A fond farewell to Parwinder Grewal, the president of Vermont State University who didn’t even make it to the first day of VSU’s existence.
Grewal has “resigned for personal reasons” without further explanation from himself or anyone affiliated with the nascent university. I can think of two ways this might have gone down, and neither is flattering to the VSU board.
First, Grewal realized he had an impossible job and decided to GTFO. He was tasked with merging three institutions into one while imposing severe spending cuts and somehow making the thing more attractive to students, but couldn’t count on the backing of the board or Vermont’s political class. In fact, he’s the guy who was encouraged to go out on a limb only to turn around and realize all his friends are wielding saws.
Second, the board got cold feet and fired the guy. That would be a spectacular display of gutlessness. It’ll be interesting to see what kind of severance package he’s getting, all at taxpayers’ expense of course.

▸ **Recorded information**
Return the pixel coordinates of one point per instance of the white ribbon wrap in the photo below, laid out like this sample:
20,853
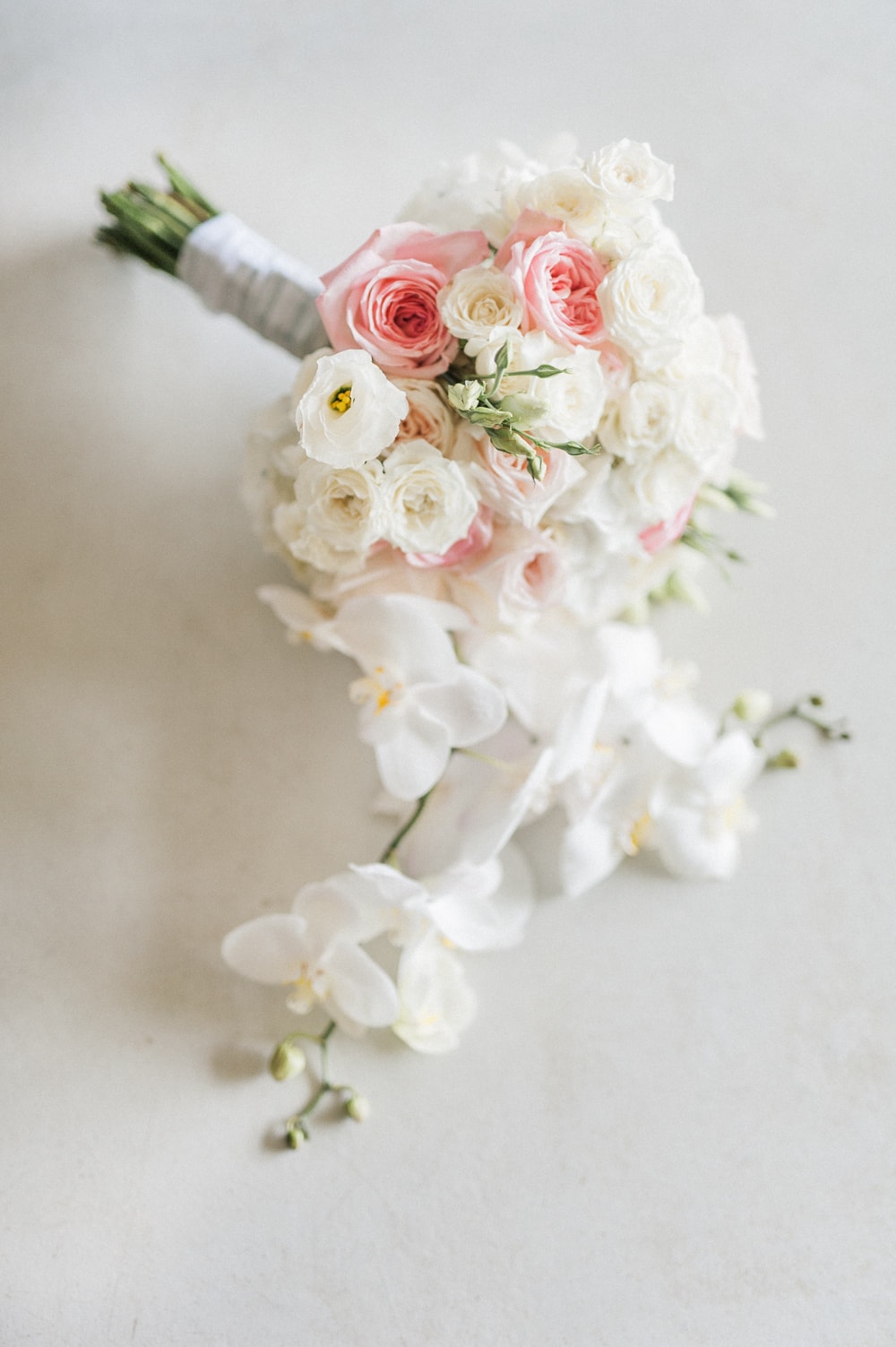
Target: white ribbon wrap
235,271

▸ **To do**
1. In the opinion piece, how many institutions was Grewal tasked with merging into one?
2. Please return the opinion piece from "Second, the board" to "expense of course.", copied word for word.
3. Check each statement against the opinion piece and mark it yes or no, quoting the words that decide it: (a) Grewal left his post after VSU's first day of operation. (b) Grewal's departure was described as a resignation for personal reasons. (c) The writer says that if the board fired Grewal, it would be a spectacular display of gutlessness.

▸ **Task-by-task answers**
1. Three.

2.
Second, the board got cold feet and fired the guy. That would be a spectacular display of gutlessness. It’ll be interesting to see what kind of severance package he’s getting, all at taxpayers’ expense of course.

3.
(a) No: "didn’t even make it to the first day of VSU’s existence."
(b) Yes: "Grewal has “resigned for personal reasons”"
(c) Yes: "Second, the board got cold feet and fired the guy. That would be a spectacular display of gutlessness."